***** SOURCE PASSAGE *****

1.The Appellant was the Defendant and the Respondent was the Plaintiff in Ogembo PMCC NO. 174 of 2019- Peter Obure Nyakora vs. James Kariuki Chege as per the Plaint dated 25/07/2019. The Respondent sued the Appellant as the owner of motor vehicle registration number KCQ 137Z Isuzu.
2.The Respondent pleaded that on 23/06/2019 along the Nyangusu - Keroka Road at Gucha junction, the Appellant drove his vehicle so negligently that he caused it to lose control and knock a building. Resultantly, the Respondent’s properties suffered extensive damage. He therefore prayed for judgment against the Appellant for:-a.General damagesb.Special damages of Kshs.10,000/=.c.Costs of the suit.d.Interest (a) (b) and (c)e.Any other relief that the Court may deem fit to grant.

***** AVAILABLE DATA *****

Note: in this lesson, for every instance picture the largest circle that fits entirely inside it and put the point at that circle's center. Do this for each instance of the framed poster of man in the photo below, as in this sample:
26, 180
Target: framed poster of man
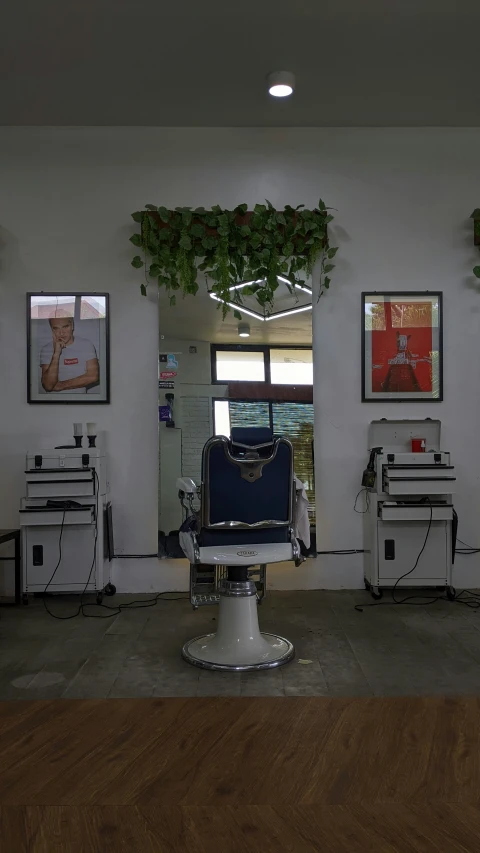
402, 350
68, 348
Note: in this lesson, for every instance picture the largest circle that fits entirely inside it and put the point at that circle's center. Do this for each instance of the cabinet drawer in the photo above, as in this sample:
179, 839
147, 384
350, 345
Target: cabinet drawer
59, 484
47, 517
414, 512
420, 485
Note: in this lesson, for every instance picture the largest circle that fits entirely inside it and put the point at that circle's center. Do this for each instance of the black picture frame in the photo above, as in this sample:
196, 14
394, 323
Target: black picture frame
36, 394
435, 395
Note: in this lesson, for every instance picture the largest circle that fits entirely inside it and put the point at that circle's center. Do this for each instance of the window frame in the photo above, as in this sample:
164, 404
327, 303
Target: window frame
263, 348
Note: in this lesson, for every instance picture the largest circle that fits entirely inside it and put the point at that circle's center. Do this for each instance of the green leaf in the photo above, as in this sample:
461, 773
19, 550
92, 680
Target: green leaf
185, 242
164, 214
197, 230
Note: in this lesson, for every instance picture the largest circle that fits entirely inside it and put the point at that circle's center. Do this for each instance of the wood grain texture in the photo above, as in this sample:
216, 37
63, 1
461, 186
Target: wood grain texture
273, 775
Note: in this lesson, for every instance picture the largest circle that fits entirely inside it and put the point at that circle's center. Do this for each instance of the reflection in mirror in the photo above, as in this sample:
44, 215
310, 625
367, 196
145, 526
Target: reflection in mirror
210, 380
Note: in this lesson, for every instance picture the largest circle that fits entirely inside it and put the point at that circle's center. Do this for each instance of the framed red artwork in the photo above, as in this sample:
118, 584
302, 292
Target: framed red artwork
402, 351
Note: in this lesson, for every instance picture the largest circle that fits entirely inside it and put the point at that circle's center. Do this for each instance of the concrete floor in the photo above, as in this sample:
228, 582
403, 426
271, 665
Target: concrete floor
383, 651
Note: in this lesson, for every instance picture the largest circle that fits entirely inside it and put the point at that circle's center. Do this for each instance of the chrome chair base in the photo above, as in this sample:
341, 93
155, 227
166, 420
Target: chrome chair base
208, 652
238, 645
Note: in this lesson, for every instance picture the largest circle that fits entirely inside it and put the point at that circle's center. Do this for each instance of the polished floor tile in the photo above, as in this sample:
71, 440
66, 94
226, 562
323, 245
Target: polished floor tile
381, 651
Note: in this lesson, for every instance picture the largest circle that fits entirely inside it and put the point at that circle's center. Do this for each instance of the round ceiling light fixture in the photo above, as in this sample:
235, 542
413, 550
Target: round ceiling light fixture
281, 84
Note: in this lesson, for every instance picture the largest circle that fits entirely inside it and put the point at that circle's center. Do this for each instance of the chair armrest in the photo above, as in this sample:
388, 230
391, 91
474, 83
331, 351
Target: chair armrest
186, 486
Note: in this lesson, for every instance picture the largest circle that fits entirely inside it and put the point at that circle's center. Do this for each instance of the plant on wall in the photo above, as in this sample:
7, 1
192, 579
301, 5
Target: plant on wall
476, 235
231, 246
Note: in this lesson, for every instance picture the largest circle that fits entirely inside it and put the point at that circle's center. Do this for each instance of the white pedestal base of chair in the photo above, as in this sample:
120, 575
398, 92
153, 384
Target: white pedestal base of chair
238, 644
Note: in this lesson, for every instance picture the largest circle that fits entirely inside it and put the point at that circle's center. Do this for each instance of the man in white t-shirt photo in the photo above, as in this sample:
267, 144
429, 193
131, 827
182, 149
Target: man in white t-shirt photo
68, 363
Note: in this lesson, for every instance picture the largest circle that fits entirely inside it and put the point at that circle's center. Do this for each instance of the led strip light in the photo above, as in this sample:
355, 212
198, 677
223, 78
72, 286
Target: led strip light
261, 317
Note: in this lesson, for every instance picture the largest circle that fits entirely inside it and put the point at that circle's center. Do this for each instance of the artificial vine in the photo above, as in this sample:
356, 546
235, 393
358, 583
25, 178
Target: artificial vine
476, 235
231, 246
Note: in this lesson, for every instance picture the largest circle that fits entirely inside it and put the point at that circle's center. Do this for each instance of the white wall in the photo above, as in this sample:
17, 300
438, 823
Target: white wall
403, 198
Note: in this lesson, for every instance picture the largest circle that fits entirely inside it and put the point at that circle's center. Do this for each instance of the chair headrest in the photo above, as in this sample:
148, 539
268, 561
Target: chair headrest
252, 436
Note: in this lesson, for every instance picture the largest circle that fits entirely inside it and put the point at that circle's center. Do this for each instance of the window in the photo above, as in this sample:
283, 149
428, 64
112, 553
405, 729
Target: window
291, 366
273, 365
239, 365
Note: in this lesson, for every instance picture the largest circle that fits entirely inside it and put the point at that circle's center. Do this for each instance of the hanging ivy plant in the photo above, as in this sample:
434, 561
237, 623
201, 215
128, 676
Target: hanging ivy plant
476, 235
231, 246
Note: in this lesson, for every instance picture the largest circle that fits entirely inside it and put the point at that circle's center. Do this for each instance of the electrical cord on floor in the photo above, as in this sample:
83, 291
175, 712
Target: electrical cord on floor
409, 599
133, 556
367, 501
467, 550
117, 609
343, 553
56, 568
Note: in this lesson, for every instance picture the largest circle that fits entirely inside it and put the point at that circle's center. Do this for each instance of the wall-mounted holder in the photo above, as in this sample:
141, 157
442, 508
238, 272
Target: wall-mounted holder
170, 398
476, 235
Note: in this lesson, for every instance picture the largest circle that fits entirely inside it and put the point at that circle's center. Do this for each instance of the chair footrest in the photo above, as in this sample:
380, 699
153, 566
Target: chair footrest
246, 555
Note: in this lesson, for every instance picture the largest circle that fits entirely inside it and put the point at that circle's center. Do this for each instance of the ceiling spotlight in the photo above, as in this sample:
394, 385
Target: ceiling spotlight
281, 83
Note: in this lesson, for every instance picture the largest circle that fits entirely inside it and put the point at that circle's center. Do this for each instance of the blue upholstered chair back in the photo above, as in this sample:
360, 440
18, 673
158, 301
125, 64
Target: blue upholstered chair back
229, 497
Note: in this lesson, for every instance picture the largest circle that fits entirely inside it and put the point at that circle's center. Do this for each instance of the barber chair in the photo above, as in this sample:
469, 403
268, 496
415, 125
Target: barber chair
245, 519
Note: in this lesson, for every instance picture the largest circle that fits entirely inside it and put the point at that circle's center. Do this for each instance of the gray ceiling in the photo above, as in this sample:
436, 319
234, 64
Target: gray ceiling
192, 63
198, 319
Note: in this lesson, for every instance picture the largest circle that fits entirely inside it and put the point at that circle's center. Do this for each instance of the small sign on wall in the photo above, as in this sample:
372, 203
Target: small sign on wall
164, 413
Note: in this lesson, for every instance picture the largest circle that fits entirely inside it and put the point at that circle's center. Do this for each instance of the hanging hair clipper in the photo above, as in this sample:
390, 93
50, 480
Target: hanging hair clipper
369, 474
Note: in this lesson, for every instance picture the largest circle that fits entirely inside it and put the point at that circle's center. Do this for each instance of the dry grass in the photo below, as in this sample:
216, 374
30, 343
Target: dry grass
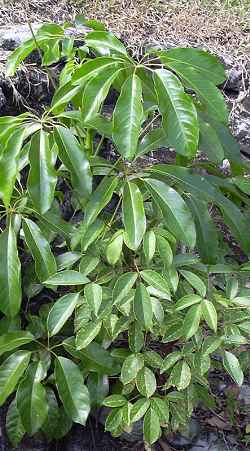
222, 26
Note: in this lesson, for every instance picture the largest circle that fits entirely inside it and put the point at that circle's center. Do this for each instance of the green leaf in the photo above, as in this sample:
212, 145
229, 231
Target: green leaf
9, 164
96, 91
170, 360
45, 264
105, 43
232, 366
146, 382
157, 281
161, 408
201, 61
143, 307
134, 218
210, 315
114, 248
149, 244
177, 215
67, 277
139, 409
192, 321
151, 427
130, 368
14, 339
87, 334
187, 301
93, 295
115, 401
11, 371
165, 251
127, 117
10, 273
14, 426
180, 376
123, 286
61, 312
72, 391
195, 281
32, 400
19, 55
135, 337
74, 158
179, 114
42, 175
99, 199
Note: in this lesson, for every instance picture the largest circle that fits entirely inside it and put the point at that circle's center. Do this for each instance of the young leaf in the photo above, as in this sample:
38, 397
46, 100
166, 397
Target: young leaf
127, 118
14, 339
210, 315
45, 264
130, 368
67, 277
180, 376
61, 312
72, 391
11, 371
177, 215
10, 273
14, 426
146, 382
192, 321
93, 295
32, 400
74, 158
143, 307
151, 427
179, 114
134, 218
232, 366
42, 175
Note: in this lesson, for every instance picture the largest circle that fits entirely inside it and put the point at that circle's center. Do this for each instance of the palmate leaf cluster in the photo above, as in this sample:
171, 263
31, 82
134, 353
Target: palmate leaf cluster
135, 300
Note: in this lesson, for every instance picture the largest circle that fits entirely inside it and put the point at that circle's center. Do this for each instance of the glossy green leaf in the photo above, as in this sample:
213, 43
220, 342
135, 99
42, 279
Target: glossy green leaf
180, 376
67, 277
134, 218
93, 295
157, 281
11, 371
179, 114
187, 301
74, 158
72, 391
209, 313
130, 368
123, 286
233, 368
10, 273
192, 321
151, 427
32, 400
42, 175
177, 215
61, 312
87, 334
14, 426
14, 339
146, 382
99, 199
127, 117
143, 307
203, 62
45, 264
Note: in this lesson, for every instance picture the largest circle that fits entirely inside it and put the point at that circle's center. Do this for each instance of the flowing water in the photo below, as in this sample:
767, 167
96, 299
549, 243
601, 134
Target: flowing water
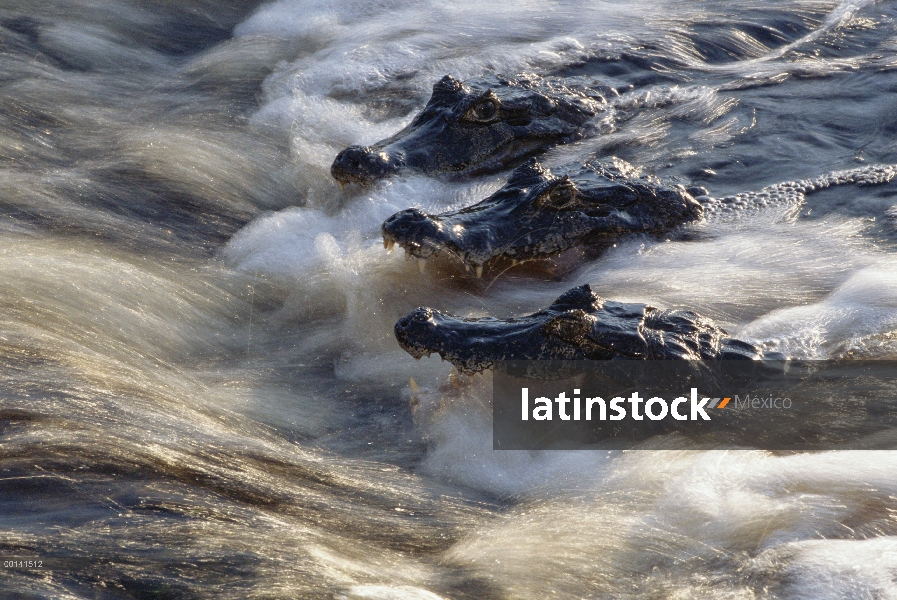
201, 393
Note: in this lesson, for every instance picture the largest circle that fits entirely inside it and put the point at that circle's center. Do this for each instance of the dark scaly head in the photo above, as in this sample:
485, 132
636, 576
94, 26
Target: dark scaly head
480, 126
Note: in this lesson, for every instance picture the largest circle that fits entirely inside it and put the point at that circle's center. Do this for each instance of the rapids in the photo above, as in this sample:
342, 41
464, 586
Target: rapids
201, 395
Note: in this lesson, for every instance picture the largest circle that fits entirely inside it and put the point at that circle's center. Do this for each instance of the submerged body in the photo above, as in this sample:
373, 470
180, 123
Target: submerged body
578, 325
482, 125
538, 214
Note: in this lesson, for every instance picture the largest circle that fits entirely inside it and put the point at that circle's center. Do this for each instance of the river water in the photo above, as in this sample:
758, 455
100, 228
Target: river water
201, 393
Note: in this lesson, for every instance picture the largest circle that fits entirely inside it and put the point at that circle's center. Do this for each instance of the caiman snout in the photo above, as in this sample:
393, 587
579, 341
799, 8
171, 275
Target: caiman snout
362, 165
417, 232
414, 332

*****

* _WHAT IS ASKED_
- A) Extract every line of the records that contains the string "tile", matching case exactly.
- B) Carry on the appeal judgment about the vehicle that struck a building, picking up after its last sentence.

* _ANSWERS_
- A)
Note: in this lesson, for every instance picture the largest circle that fits entirely inside it and put the point at that circle's center. Do this for each instance of the polished floor tile in the photo above, as in this sample:
Target: polished floor tile

- B)
3.In its judgment dated 31/05/2022, the trial court found the Appellant 100% liable for the accident and awarded the Respondent Kshs. 791,000.00 as general damages and Kshs. 10,000.00 as special damages. It also awarded him costs of suit together with interest from the date of damage.
4.The Appellant is dissatisfied with the decision of the trial court hence the Appeal. His Memorandum of Appeal dated 23/06/2022 and filed on 24/06/2022 raised seven (7) grounds of his Appeal which can be summarised as follows:-1.The learned trial magistrate erred in law and in fact in by failing to appreciate that the Respondent had not proved his case as required by law.2.The learned trial magistrate erred in law and in fact in by failing to appreciate that the Respondent’s claim was for special damages which ought to be specifically pleaded and proved.3.The learned trial magistrate erred in law and in fact by awarding the Respondent Kshs. 801,000/= without any legal basis.4.The learned trial magistrate erred in law and in fact when he relied on extraneous issues as a basis for his finding on liability and sums awarded.5.The learned trial magistrate erred in law and in fact by failing to consider the Appellant submissions.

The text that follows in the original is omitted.